▶ TASK:
In the listing below, find the line containing "The component shall identify every instance of the white railing" and the line containing "The component shall identify every instance of the bare". Repeat exactly those two lines and every line between them.

»»

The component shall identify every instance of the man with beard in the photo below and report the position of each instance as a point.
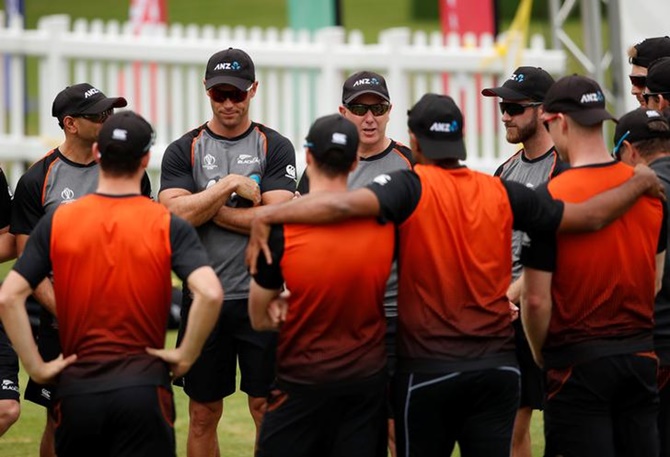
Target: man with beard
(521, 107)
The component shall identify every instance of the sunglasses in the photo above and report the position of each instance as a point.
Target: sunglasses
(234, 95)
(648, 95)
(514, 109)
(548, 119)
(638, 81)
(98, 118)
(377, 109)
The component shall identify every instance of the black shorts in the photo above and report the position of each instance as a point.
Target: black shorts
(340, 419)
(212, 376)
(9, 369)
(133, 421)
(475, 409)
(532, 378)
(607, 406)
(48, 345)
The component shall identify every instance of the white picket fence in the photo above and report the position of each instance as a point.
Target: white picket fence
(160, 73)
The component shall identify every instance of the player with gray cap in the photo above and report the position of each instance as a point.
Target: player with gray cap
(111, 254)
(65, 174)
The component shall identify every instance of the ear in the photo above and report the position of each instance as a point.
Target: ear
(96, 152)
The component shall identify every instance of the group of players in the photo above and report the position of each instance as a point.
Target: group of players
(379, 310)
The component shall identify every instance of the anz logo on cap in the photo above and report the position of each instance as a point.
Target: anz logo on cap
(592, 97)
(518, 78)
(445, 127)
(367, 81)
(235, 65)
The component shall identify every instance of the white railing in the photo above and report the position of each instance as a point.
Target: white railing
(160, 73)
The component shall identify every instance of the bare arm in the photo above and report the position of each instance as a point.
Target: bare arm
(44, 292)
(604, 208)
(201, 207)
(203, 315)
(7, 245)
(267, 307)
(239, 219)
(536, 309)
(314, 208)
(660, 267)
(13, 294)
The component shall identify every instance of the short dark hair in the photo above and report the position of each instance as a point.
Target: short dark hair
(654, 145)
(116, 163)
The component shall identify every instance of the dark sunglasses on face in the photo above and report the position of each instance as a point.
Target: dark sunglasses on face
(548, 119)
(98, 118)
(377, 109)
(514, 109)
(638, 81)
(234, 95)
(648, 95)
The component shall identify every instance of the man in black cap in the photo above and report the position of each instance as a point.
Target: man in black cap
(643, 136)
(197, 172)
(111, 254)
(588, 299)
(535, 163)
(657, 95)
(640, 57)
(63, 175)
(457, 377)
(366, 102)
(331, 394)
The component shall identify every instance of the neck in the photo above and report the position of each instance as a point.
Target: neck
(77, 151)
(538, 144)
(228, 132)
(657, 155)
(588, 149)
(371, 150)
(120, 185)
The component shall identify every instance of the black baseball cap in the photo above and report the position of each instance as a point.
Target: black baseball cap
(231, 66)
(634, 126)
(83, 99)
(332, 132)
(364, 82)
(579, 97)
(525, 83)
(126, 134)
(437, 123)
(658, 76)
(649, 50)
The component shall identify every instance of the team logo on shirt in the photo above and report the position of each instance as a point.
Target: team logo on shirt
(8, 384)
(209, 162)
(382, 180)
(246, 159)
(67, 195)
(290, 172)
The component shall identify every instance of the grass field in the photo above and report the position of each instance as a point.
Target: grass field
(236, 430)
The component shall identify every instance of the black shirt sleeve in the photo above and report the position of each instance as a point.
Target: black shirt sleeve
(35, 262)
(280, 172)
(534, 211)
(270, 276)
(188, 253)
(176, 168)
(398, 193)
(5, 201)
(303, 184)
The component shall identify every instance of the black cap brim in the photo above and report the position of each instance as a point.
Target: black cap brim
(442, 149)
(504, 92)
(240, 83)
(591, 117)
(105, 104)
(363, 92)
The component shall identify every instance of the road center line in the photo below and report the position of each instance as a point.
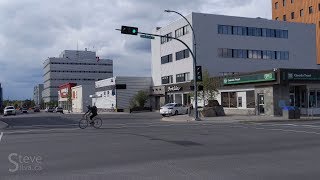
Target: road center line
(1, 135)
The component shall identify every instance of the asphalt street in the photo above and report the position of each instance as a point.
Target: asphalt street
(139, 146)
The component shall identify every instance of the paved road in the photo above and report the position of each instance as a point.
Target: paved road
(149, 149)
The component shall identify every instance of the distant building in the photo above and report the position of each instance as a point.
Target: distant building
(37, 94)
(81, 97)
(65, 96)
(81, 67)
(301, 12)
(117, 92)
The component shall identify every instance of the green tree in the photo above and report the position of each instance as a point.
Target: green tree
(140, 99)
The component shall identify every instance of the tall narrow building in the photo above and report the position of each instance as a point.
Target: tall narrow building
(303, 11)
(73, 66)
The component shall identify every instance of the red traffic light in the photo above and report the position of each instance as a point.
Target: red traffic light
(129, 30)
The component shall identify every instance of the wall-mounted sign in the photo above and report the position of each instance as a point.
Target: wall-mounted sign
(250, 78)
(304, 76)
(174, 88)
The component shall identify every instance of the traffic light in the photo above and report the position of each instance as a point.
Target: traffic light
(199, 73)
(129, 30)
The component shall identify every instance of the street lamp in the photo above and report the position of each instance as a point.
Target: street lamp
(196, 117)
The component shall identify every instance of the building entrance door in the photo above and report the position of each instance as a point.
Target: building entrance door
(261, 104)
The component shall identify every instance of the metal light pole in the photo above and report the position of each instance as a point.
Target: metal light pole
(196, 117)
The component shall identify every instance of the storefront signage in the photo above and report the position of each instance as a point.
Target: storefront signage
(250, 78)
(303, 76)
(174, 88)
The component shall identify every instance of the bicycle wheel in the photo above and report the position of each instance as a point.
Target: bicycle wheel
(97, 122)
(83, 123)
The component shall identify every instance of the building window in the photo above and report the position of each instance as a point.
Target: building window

««

▶ WRITTEN ANSWER:
The component shall identify every instance of the white railing in the photo above and report the position of each instance as a point.
Target: white railing
(160, 73)
The component shall identify every instance of the bare arm in the photo above and report the position of each instance as a point.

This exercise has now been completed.